Write out the following listing in full, exactly as it reads.
- - - -
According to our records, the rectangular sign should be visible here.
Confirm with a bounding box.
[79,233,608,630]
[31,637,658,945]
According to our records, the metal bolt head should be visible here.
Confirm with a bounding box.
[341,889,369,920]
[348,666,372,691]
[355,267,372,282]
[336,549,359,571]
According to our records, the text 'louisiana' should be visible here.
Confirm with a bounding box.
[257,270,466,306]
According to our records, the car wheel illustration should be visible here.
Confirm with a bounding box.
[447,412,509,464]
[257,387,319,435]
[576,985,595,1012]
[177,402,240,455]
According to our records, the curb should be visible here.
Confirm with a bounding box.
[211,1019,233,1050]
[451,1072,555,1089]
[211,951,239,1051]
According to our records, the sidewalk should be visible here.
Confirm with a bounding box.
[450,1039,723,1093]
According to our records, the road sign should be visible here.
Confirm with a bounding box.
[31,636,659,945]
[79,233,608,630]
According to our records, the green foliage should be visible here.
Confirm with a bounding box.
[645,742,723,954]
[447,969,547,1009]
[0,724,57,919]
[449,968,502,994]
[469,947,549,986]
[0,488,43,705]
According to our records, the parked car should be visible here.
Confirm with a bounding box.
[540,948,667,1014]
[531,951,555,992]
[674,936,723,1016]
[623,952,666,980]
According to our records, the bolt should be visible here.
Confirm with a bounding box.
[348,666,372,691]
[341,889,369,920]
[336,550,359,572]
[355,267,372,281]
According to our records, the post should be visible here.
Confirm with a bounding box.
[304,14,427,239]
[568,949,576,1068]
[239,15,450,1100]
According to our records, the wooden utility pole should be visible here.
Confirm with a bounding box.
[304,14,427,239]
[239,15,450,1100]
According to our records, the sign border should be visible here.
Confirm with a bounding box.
- - - -
> Solution
According to our records, the rectangular sign should be visible here.
Confirm with a bounding box.
[79,233,608,630]
[31,637,658,945]
According to our records, the metal bolt head should be visible here.
Confirm with a bounding box.
[341,889,369,920]
[348,666,372,691]
[355,267,372,282]
[336,549,359,571]
According to our records, the text 'louisiana' should be visible here.
Confirm with a bounding box.
[257,270,466,306]
According to our records, the car wheel illustration should be visible here.
Confirm with a bounding box.
[447,412,509,464]
[257,387,319,435]
[576,985,595,1012]
[177,402,240,455]
According to our records, the curb should be visible here.
Confirm with a bounding box.
[211,1019,233,1050]
[451,1072,555,1089]
[211,951,239,1051]
According to our records, the sidewalk should be visible here.
Confirm with a bounding box.
[450,1039,723,1093]
According to our records, the road sign should be visible here.
Confirm with a bounding box.
[31,636,659,945]
[79,233,608,630]
According to our records, the green foliage should be visible here.
Confirm with a bounding box.
[645,742,723,954]
[447,969,547,1009]
[0,724,57,919]
[449,968,502,994]
[469,947,549,986]
[0,488,43,705]
According to our records, the parked car should be visible here.
Confirm with a bounding box.
[540,948,667,1014]
[531,951,555,992]
[674,936,723,1016]
[623,952,666,980]
According to our records, the bolt should be visible here.
Confirm with a bounding box.
[348,666,372,691]
[341,889,369,920]
[336,550,359,572]
[355,267,372,281]
According to our records, the post should be visible here.
Confirm with a bounding box.
[304,14,427,239]
[568,949,576,1068]
[239,15,450,1100]
According to our records, the wooden utility pole should be visible here.
Confirm with a bounding box.
[304,14,427,239]
[239,15,450,1100]
According to our records, the sign border should be visible here.
Confirm with a bounding box.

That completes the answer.